Apc bridges Wnt/β-catenin and BMP signaling during osteoblast differentiation of KS483 cells

Abstract

The canonical Wnt signaling pathway influences the differentiation of mesenchymal cell lineages in a quantitative and qualitative fashion depending on the dose of β-catenin signaling. Adenomatous polyposis coli (Apc) is the critical intracellular regulator of β-catenin turnover. To better understand the molecular mechanisms underlying the role of Apc in regulating the differentiation capacity of skeletal progenitor cells, we have knocked down Apc in the murine mesenchymal stem cell-like KS483 cells by stable expression of Apc-specific small interfering RNA. In routine culture, KSFrt-Apc(si) cells displayed a mesenchymal-like spindle shape morphology, exhibited markedly decreased proliferation and increased apoptosis. Apc knockdown resulted in upregulation of the Wnt/β-catenin and the BMP/Smad signaling pathways, but osteogenic differentiation was completely inhibited. This effect could be rescued by adding high concentrations of BMP-7 to the differentiation medium. Furthermore, KSFrt-Apc(si) cells showed no potential to differentiate into chondrocytes or adipocytes. These results demonstrate that Apc is essential for the proliferation, survival and differentiation of KS483 cells. Apc knockdown blocks the osteogenic differentiation of skeletal progenitor cells, a process that can be overruled by high BMP signaling.

:: HOW TO COMPLETE THIS TASK ::
Print the abstract on Apc in KS483 cells in full, word for word, from its title through its last sentence.

[Records from a dataset]
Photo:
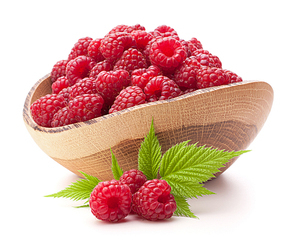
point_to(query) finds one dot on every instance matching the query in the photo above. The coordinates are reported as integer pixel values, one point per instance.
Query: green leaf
(183, 207)
(78, 190)
(192, 163)
(150, 155)
(116, 170)
(188, 189)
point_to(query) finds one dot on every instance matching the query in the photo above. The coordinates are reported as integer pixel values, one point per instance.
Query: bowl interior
(224, 117)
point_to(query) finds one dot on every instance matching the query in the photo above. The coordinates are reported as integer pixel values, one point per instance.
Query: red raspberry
(142, 38)
(110, 201)
(211, 76)
(126, 28)
(141, 77)
(194, 44)
(104, 65)
(43, 109)
(60, 84)
(79, 68)
(86, 106)
(128, 97)
(94, 51)
(114, 44)
(167, 53)
(80, 48)
(110, 83)
(58, 70)
(63, 117)
(83, 86)
(66, 93)
(185, 75)
(165, 31)
(161, 88)
(234, 78)
(134, 179)
(130, 60)
(206, 58)
(154, 200)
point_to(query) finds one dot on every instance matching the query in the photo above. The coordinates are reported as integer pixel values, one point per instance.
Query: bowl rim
(30, 122)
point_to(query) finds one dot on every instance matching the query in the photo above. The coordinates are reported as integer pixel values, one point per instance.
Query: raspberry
(234, 78)
(60, 84)
(43, 109)
(161, 88)
(80, 48)
(142, 38)
(134, 179)
(154, 200)
(79, 68)
(110, 83)
(128, 97)
(114, 44)
(130, 60)
(126, 28)
(211, 76)
(104, 65)
(58, 70)
(83, 86)
(185, 75)
(167, 53)
(93, 50)
(165, 31)
(194, 44)
(66, 93)
(206, 58)
(63, 117)
(110, 201)
(86, 106)
(141, 77)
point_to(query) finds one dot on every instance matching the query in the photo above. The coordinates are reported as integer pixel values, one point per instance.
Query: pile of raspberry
(127, 67)
(113, 200)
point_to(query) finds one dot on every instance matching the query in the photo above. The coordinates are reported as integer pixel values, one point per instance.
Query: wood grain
(226, 117)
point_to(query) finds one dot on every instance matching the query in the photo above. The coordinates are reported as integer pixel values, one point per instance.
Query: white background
(254, 205)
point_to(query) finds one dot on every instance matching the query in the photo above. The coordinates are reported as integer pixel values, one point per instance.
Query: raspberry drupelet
(154, 200)
(110, 201)
(167, 53)
(128, 97)
(44, 108)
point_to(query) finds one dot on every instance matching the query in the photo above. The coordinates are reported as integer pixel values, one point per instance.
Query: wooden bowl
(226, 117)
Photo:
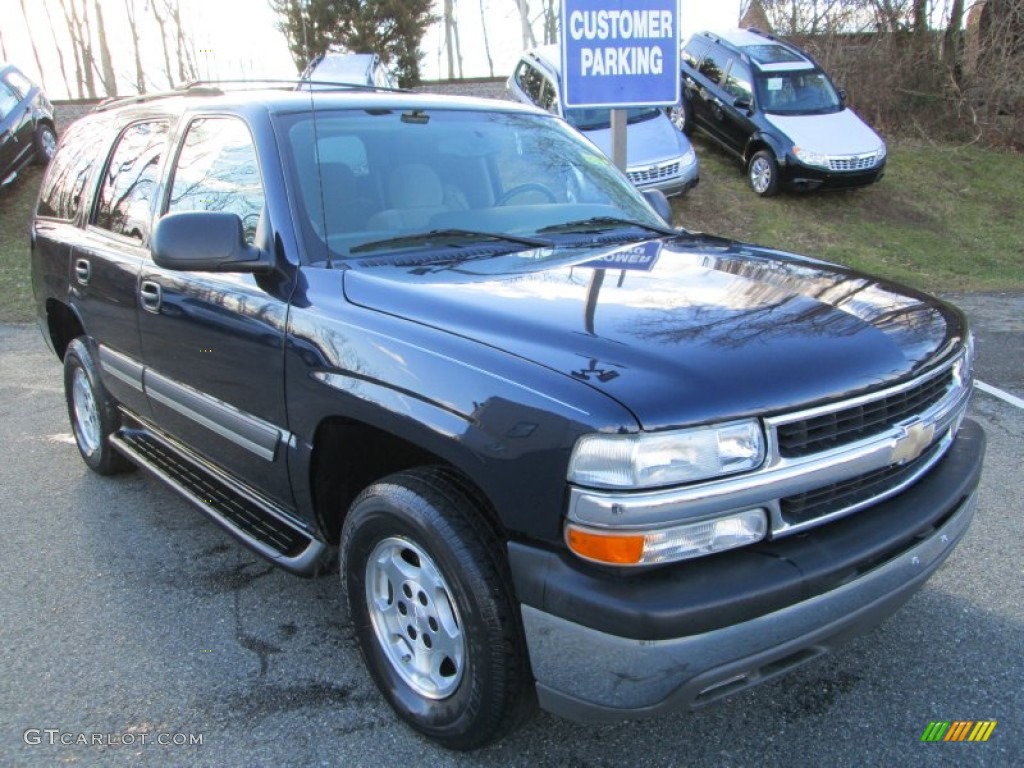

:: ANSWER SPACE ::
Apc bridges Wnt/β-catenin and BMP signaling during osteoblast differentiation of KS483 cells

Abstract

The canonical Wnt signaling pathway influences the differentiation of mesenchymal cell lineages in a quantitative and qualitative fashion depending on the dose of β-catenin signaling. Adenomatous polyposis coli (Apc) is the critical intracellular regulator of β-catenin turnover. To better understand the molecular mechanisms underlying the role of Apc in regulating the differentiation capacity of skeletal progenitor cells, we have knocked down Apc in the murine mesenchymal stem cell-like KS483 cells by stable expression of Apc-specific small interfering RNA. In routine culture, KSFrt-Apc(si) cells displayed a mesenchymal-like spindle shape morphology, exhibited markedly decreased proliferation and increased apoptosis. Apc knockdown resulted in upregulation of the Wnt/β-catenin and the BMP/Smad signaling pathways, but osteogenic differentiation was completely inhibited. This effect could be rescued by adding high concentrations of BMP-7 to the differentiation medium. Furthermore, KSFrt-Apc(si) cells showed no potential to differentiate into chondrocytes or adipocytes. These results demonstrate that Apc is essential for the proliferation, survival and differentiation of KS483 cells. Apc knockdown blocks the osteogenic differentiation of skeletal progenitor cells, a process that can be overruled by high BMP signaling.